**TEXTE SUPPORT**:
····················

Montaigne revient régulièrement (dans un dosage variable d’humour et d’amertume) sur ses deux axes majeurs d’incompétence sociale : le peu d’intérêt pour la gestion de son domaine et l’inaptitude à briller dans la conversation, voire même à sortir un truc pas carrément nul et sans rapport avec le schmilblic. Ce qui lui offrait peu de marge de progression, aussi bien comme gentilhomme périgourdin que comme courtisan auprès des grands qu’il fréquentait. Du coup il ne lui restait plus qu’à « essayer » autre chose …
Tu peux aller voir tout cela de plus près dans les deux chapitres où il en parle le plus (me semble-t-il) : livre II chap 17 De la présomption, et livre III chap 9 De la vanité.
C’est comme la peur du dentiste (un rendez-vous par excellence)…Même quand c’est une crucifixions pour notre bien et même si, disons-le, si le dentiste est charmant et agréable, ça nous emmerde vous dis-je, (comme dirait un autre feu timide névrotique et néanmoins chanteur ). Et même s’il vous passe pendant la séance un best-off de Nina Simone, on aimerait mieux être sous la couette en train de lire les Essais.
Et y retrouver notre vieux Michel grognant sur ces « actions communes » et les paroles partagées qui les mentionnent en « rendez-vous » et qui semblent si dérisoires, (« qu’est-ce que tu vas cuisiner pour Noël », « moi j’utilise plutôt du vinaigre blanc, oui mais ça pue », « va falloir vous soigner cette carie »), qu’il a dû d’ailleurs, vu l’époque, sous-traiter à Madame. Mais je suis sûre qu’en tant que maire et agent diplomatique, il a dû en serrer des paluches et en dire des banalités aimables pour arriver à ses (louables) fins pas si éloignées de ses chers livres où il est souvent question de bien se conduire, donc pas de rester tout seul. Vu le résultat il a mm probablement été bon à ça. Cioran ?
Oui le rendez-vous nous incarne, nous mêle à autrui, qui nous donne et nous pompe vie; il nous éloigne provisoirement du squelette, nous force à parler de ce qui nous ennuie, nous rend aussi « banals » qu’autrui, voire bien davantage, nous autorise à oublier que la vie est courte dans les efforts pour être à la hauteur de cet autre visage, même celui du dentiste.
Mais nous ramène ainsi au galop à la dernière pelletée de terre (voir S’amuser d’un rien 1) , car, on sait bien, se dire « n’y pensons pas, n’y pensons pas », fait un nid bien chaud à la petite urgence à vivre avec le squelette, et à la crainte, en l’attendant, de « perdre son temps » avec des gens aussi insignifiants que nous-mêmes dans les choses insignifiantes de la vraie vie.
D’où la compagnie des livres, mais je ne suis pas sûre que ceux de Cioran nous sortent de cette auberge aussi bien que celle de notre Mimi à nous.

····················

**DONNÉES FOURNIES**:
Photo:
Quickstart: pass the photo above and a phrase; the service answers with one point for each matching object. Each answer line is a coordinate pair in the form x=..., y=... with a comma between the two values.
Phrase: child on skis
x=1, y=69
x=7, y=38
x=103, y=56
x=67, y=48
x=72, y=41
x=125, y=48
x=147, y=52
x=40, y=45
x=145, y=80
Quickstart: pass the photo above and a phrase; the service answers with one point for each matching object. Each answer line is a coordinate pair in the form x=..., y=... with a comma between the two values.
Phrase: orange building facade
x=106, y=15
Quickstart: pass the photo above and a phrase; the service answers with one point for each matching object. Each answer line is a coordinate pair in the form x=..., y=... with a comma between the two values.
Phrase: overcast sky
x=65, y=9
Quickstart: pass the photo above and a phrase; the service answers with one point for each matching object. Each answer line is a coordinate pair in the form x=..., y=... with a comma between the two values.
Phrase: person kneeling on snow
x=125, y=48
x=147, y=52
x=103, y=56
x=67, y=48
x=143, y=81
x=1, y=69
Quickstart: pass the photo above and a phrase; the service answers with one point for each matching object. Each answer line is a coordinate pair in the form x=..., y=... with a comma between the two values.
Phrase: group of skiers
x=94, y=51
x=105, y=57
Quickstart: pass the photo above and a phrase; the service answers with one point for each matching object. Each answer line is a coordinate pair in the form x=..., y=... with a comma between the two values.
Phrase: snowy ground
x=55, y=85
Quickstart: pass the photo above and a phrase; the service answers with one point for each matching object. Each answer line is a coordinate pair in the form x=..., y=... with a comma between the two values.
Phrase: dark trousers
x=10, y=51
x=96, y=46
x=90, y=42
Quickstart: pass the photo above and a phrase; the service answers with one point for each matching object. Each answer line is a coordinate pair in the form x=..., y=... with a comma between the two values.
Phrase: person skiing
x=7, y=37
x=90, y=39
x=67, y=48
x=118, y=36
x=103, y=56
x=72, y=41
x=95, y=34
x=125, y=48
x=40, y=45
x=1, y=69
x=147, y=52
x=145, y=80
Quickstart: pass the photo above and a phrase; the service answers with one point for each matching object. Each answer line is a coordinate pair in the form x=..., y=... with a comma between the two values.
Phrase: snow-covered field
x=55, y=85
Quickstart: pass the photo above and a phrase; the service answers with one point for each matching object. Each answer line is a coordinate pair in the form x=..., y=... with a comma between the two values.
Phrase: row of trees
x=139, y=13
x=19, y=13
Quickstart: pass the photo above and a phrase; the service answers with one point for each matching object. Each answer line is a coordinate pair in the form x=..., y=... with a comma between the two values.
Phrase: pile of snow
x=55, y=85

····················

**ÉNONCÉ**: Dans le texte sur Montaigne, réécrivez sous forme de liste le paragraphe qui commence par « Oui le rendez-vous nous incarne », en conservant ses idées principales. Ce matériel provient d'une autre source que le texte.

**CORRIGÉ**:
Le rendez-vous :
- nous incarne et nous mêle à autrui, qui nous donne et nous pompe de la vie ;
- nous éloigne provisoirement du squelette ;
- nous force à parler de ce qui nous ennuie ;
- nous rend aussi « banals » qu'autrui, voire davantage ;
- nous permet d'oublier que la vie est courte, dans l'effort d'être à la hauteur de l'autre visage, même celui du dentiste.